*TEXTE SÉLECTIONNÉ*
▽

T'as pas d'humour! Je plaisante, etc.

 

 

« Une journée où l’on n’a pas ri est une journée perdue… » écrivait le sage Voltaire. 

J’ai ri aujourd’hui, fort heureusement.
A l’heure où les nantis annoncent des pertes de 25 pourcent sur leurs richesses, où le chômage croît, ou la confiance en les banques vacille,  nous éprouvons encore et toujours le besoin vital de rire. 


Mais faire rire n’est pas simple. Le maître des comiques français, Molière a écrit : «  C’est une étrange entreprise que celle de faire rire les honnêtes gens. » A son époque, elle était plus que risquée. Dans  sa pièce La Critique de l'Ecole des Femmes, un petit marquis répétait stupidement "tarte à la crème". Le duc de La Feuillade se crut visé, saisit la tête de Molière et la frotta contre les boutons tranchants de son habit, en répétant :  "Tarte à la crème, Molière, tarte à la crème !" lui mettant le visage en sang. 

 

Aujourd’hui, les comiques et humoristes de tout poil risquent au pire le bide, ou moins grave, un article désapprobateur, ou encore un billet vengeur sur un forum. Le pire des reproches sonne comme le glas : «  Je n’ai pas ri une seule fois ! » Et que dire de l’indifférence ? 


Faire rire, c’est un don.
De nombreux comiques sont des enfants qui ont subi des humiliations à l’école, qui souffrent d’un physique banal, voire disgracieux, se sont sentis décalés, et qui ont sublimé en faisant rire. Eux-mêmes sont en souffrance. Jacqueline Maillan disait : «  Quand je me regarde dans la glace, ça ne me fait pas rire. « Mais le public sans pitié s’esclaffe et applaudit dès qu’elle entre en scène. 


Prenons l’exemple d’un personnage qui subit une humiliation capitale : la chute en public. Si le spectateur  s’identifie au personnage dans un premier temps, il a peur, puis, se rendant compte que l’avanie que subit le  personnage ne lui arrive pas, à lui, il est soulagé, et il rit. 

« Le rire, c’est de la mécanique plaquée sur du vivant » a écrit Henri Bergson. 

Si un clown tombe sur une scène, le public rit. 

Le spectateur  sait que c’est fait exprès et que ce n’est pas lui qui est tombé. Il est tranquillement assis dans son fauteuil. Ca le soulage de ses soucis. Il admire la performance, le gag minutieusement réglé. 

 

La jeune génération apporte aujourd’hui une nouvelle forme d’humour, particulièrement cruelle. Elle est l’héritière du porno chic, des images crues diffusées en boucle sur nos écrans. Quand elle montre sur une scène ouverte parisienne très prisée une jeune femme blonde, incarnation de la candeur, torturée par plusieurs hommes, la tête dans une bassine réellement emplie d’eau, le public s’esclaffe sans pitié.

△

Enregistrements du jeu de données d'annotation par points
▽

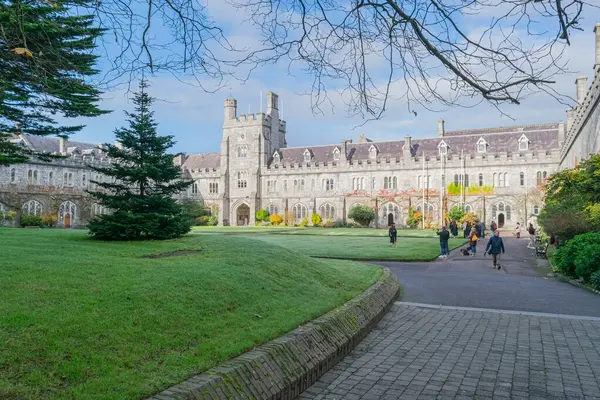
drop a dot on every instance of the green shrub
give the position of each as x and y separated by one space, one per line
202 221
262 215
362 214
31 220
580 256
316 219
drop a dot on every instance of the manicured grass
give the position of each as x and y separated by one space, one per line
318 231
360 248
81 319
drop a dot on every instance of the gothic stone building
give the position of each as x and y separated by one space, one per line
255 169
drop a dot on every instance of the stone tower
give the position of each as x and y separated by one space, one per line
247 144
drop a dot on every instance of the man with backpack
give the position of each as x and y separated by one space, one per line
495 247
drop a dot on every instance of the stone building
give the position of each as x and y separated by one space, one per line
255 169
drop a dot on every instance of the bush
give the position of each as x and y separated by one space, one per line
580 256
595 280
202 221
316 219
362 214
31 220
49 220
262 215
275 219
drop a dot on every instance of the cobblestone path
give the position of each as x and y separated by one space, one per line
431 352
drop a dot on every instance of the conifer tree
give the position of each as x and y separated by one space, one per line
142 182
46 59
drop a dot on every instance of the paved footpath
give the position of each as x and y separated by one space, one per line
484 334
419 352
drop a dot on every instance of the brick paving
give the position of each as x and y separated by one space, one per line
427 352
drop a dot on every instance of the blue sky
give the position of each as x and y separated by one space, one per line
195 117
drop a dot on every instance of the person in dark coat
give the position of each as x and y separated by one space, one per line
393 234
444 236
454 228
494 247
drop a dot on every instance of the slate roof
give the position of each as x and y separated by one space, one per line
499 140
197 162
51 144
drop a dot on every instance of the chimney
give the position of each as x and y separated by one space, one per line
272 104
570 119
62 145
345 147
230 109
441 128
597 59
407 148
581 84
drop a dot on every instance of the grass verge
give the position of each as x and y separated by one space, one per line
94 320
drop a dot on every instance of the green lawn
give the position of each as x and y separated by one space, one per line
81 319
319 231
360 248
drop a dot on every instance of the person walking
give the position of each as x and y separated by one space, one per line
454 228
444 236
494 247
473 238
393 234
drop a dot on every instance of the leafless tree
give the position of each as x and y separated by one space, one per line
449 52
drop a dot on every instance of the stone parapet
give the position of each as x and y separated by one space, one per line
290 364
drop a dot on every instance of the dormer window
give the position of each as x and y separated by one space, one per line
307 155
523 143
373 152
443 148
481 145
336 154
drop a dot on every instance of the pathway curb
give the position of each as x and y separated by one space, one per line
285 367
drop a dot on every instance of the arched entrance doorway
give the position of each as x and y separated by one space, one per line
66 214
243 215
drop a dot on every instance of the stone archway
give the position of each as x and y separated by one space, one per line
242 214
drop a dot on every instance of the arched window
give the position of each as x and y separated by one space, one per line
299 211
242 179
327 211
32 207
66 208
272 209
98 209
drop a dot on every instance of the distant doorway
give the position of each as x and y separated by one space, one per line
243 215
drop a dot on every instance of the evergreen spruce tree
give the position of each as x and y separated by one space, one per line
46 58
144 181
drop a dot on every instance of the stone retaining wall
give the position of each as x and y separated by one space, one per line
285 367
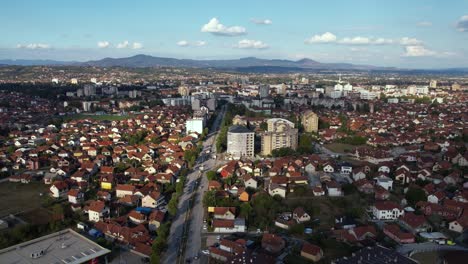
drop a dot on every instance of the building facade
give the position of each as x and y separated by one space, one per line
280 134
240 142
310 121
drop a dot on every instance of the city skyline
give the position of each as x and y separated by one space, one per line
419 34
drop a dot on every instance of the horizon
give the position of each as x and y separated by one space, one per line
414 35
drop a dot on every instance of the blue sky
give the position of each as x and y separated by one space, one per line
413 34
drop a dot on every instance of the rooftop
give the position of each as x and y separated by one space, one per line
63 247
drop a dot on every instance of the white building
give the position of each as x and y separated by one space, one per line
194 125
366 95
336 94
240 142
386 210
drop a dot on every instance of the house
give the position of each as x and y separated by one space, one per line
386 210
275 189
436 197
229 226
311 252
225 213
333 189
136 217
152 200
300 215
124 189
359 174
346 168
328 168
155 219
385 182
59 189
97 211
273 243
394 232
364 186
107 181
460 225
250 182
414 223
318 191
75 196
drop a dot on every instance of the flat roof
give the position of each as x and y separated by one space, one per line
63 247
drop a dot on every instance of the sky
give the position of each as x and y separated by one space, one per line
398 33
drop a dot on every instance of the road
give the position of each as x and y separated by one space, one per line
192 218
406 249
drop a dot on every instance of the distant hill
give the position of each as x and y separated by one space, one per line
35 62
249 64
150 61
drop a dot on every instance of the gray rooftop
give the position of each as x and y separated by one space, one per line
63 247
239 129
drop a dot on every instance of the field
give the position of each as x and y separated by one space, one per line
17 197
99 117
339 147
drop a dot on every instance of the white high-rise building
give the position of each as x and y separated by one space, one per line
194 125
240 142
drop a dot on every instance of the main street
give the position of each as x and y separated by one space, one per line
192 218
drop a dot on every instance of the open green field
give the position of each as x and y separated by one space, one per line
340 147
99 117
17 197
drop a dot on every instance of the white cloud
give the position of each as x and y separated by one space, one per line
200 43
382 41
251 44
183 43
462 24
418 51
326 37
137 45
216 28
261 21
356 41
424 24
365 41
123 45
103 44
410 42
33 46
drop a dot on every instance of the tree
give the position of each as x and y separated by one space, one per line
209 199
172 205
414 195
245 210
211 175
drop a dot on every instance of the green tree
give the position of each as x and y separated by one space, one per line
211 175
414 195
245 210
172 205
209 199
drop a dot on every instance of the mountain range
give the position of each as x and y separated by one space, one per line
249 64
141 60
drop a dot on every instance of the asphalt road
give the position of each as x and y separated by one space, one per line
189 245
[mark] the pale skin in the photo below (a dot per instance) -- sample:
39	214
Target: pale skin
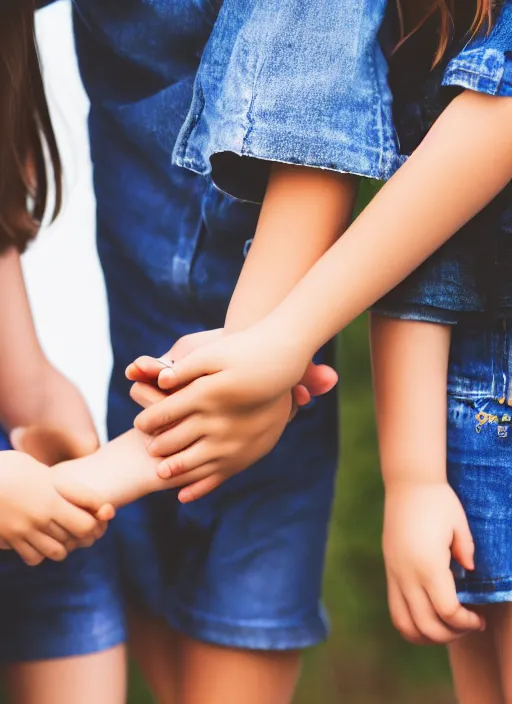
42	516
244	372
424	522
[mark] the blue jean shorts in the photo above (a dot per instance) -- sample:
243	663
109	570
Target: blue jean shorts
480	454
63	609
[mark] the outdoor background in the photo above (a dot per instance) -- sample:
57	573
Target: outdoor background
364	661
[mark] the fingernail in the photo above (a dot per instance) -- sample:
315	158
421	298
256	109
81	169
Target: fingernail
167	375
163	471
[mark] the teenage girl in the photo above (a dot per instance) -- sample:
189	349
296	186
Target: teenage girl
61	630
462	165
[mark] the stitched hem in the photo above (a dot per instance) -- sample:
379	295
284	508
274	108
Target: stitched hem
305	633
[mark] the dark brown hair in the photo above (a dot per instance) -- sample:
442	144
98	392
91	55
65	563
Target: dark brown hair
29	157
413	13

△

*CONSIGNE A*
Recopiez à l'identique le passage des entrées qui va de la ligne contenant « [mark] the dark » jusqu'à la fin des entrées, bornes comprises.
*CONSIGNE B*
Prolongez le texte sur le rire et les comiques à la suite de sa dernière phrase.

*RÉPONSE FINALE A*
[mark] the dark brown hair in the photo above (a dot per instance) -- sample:
442	144
98	392
91	55
65	563
Target: dark brown hair
29	157
413	13

*RÉPONSE FINALE B*
Est-ce l’influence de Pierre Desproges, qui a la question «  Peut-on rire de tout ? » répondait : « Oui, mais pas avec n’importe qui. » Entre nous en tous cas, semblent dire les jeunes. 

 

Bon enfant, Dany Boon, issu de la génération des années 80, prend le parti des plus faibles, les gens du Nord, à la réputation chaleureuse, contre le snobinard francilien froid et imbu de sa personne. Il se plaint de ne pas avoir obtenu de prix, alors qu’il rafle les meilleures entrées au box office. Charlie Chaplin, Bourvil, Louis de Funes et Les Bronzés l’ont précédé. 

 

L’humour doit être universel.
Gad Elmaleh a su s’adapter à l’humour français. Lorsqu’il a débuté à Paris, il parlait arabe sur scène et racontait sa vie de jeune juif marocain en partance pour le Canada. Il débutait le spectacle en écrivant une lettre à son oncle. Surtout les juifs sépharades pouvaient s’identifier. Exit les gags trop allusifs, signe d’un humour typiquement juif, coupées les phrases en arabe,  il s’adapte à l’humour français, et en arrive même à endosser les poncifs sur le juif bling bling du Sentier. Concession ou compromission ?

 

Dans la pièce de théâtre « Chat et souris », de Ray Cooney, montée avec maestria par Jean-Luc Moreau, chef-d-oeuvre de l’humour anglais, noir, iconoclaste et absurde, le comique repose essentiellement sur la situation qui pousse  un homme , ainsi que son acolyte, à inventer les mensonges les plus gros. 

Les portes claquent, le rythme est effréné, les femmes séquestrées hurlent, la mécanique est bien huilée.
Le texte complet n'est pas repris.